[Stored items]
****
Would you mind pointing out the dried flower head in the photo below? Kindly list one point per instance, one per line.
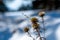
(26, 29)
(35, 26)
(34, 20)
(41, 14)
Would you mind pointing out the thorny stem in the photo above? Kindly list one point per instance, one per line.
(30, 35)
(43, 25)
(38, 34)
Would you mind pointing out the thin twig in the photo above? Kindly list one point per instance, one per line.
(30, 35)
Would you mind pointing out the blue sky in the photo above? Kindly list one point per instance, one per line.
(17, 21)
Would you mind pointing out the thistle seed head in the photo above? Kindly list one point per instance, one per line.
(35, 26)
(26, 29)
(41, 14)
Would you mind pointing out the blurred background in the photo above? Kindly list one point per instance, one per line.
(13, 19)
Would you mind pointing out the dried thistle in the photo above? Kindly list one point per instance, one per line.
(34, 20)
(35, 26)
(26, 29)
(41, 14)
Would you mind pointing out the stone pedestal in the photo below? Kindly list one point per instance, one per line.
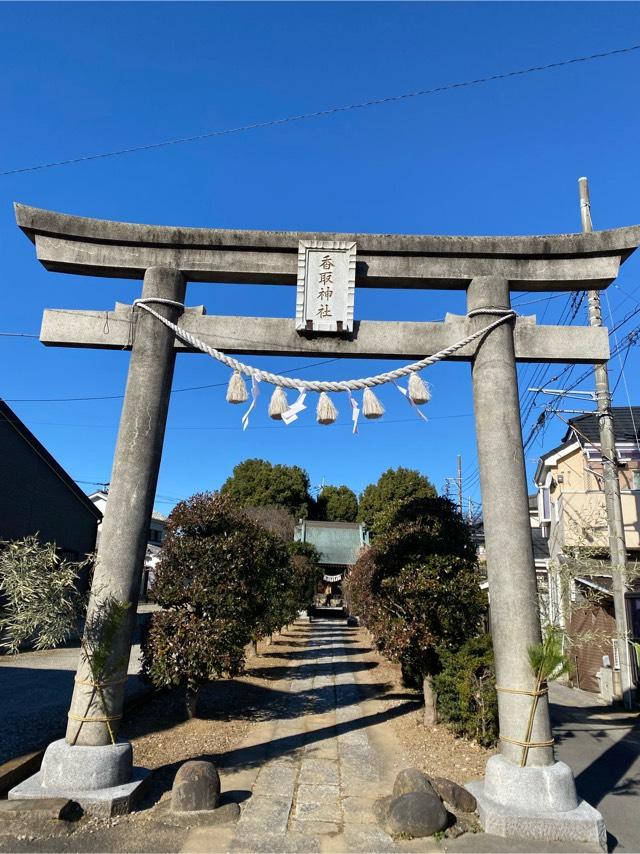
(536, 802)
(101, 779)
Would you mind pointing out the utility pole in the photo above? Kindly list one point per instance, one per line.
(613, 501)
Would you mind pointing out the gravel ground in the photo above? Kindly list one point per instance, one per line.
(434, 750)
(163, 738)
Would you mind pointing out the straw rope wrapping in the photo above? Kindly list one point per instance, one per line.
(316, 385)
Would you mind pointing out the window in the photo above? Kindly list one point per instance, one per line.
(544, 504)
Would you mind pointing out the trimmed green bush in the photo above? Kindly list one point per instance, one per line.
(223, 581)
(466, 689)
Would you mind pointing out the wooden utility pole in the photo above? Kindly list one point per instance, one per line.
(613, 500)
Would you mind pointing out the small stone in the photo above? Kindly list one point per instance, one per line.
(380, 809)
(196, 787)
(416, 814)
(412, 780)
(454, 794)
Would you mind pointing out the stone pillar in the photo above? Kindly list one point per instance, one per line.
(515, 619)
(538, 801)
(125, 527)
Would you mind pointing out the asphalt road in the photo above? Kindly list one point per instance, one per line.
(603, 749)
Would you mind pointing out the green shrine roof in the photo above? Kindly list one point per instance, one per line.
(337, 542)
****
== WHAT NEEDS TO BE DONE ==
Set down exactly the lines from the one that contains "Would you mind pointing out the green" to the final line above, both included, and nothing more.

== OUTPUT FOR THIS TASK ==
Would you mind pointing out the green shrine roof in the photo above? Kindly list one point per instance, one per line.
(337, 542)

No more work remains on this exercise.